======== Page

Entretien Matthieu Roy
Martyr Ado chahuté par les questions de la [...]
Lionel Massétat est le directeur de L’Onde. Sa volonté d’explorer les formes artistiques actuelles est à l’origine du festival Immersion, qui entame, en avril, sa deuxième édition.
Comment le projet de ce festival est-il né ?
Lionel Massétat : Tout est parti du spectacle de Matthieu Roy, Un doux reniement. Plus qu’un spectacle c’était un voyage intérieur, une aventure pour un seul spectateur à la fois et trois comédiens, une déambulation de huit minutes dans un espace scénographique aménagé à l’intérieur d’une semi-remorque. Là, impossible de se cacher derrière la réaction d’une salle car on est seul et entièrement responsable de ce que l’on ressent. Aurais-je ressenti la même chose si j’avais été au milieu de deux cents personnes ? La dimension collective peut réfréner nos émotions, notre capacité à ressentir de façon personnelle. Les propositions immersives engagent le spectateur différemment, lui rendent sa responsabilité : elles rompent avec les habitudes de consommation. Aller au spectacle doit être une expérience. Je crois que je ne suis pas le seul à éprouver cette nécessité. La preuve : toutes les propositions de la première édition, en avril 2013, ont fait le plein !

================

» Tâche courte 1: Recopiez le passage de l’entretien qui s’ouvre sur les mots contenant "Entretien Matthieu Roy" et se termine par "sa deuxième édition.", en y remplaçant "directeur" par "programmateur".

======== Données enregistrées

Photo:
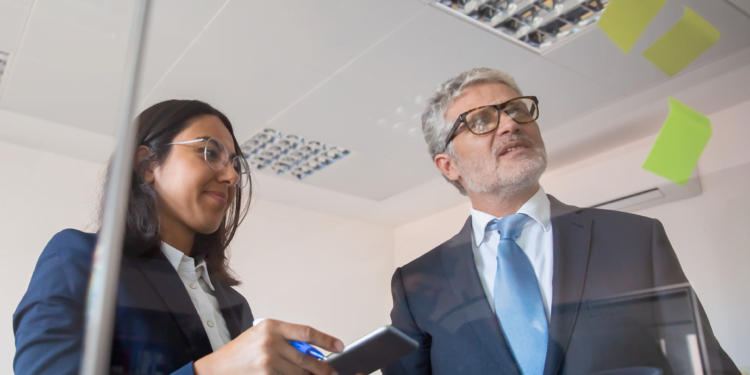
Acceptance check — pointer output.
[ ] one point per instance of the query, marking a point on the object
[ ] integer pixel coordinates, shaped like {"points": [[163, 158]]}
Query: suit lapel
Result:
{"points": [[229, 308], [163, 277], [571, 246], [460, 269]]}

================

» Tâche courte 2: Décalez de -127 chaque coordonnée de point figurant dans les réponses des enregistrements, puis reproduisez toutes les lignes de ces enregistrements, consignes comprises, en omettant les images.

» Résultat attendu 1:
Entretien Matthieu Roy
Martyr Ado chahuté par les questions de la [...]
Lionel Massétat est le programmateur de L’Onde. Sa volonté d’explorer les formes artistiques actuelles est à l’origine du festival Immersion, qui entame, en avril, sa deuxième édition.

» Résultat attendu 2:
Photo:
Acceptance check — pointer output.
[ ] one point per instance of the query, marking a point on the object
[ ] integer pixel coordinates, shaped like {"points": [[163, 158]]}
Query: suit lapel
Result:
{"points": [[102, 181], [36, 150], [444, 119], [333, 142]]}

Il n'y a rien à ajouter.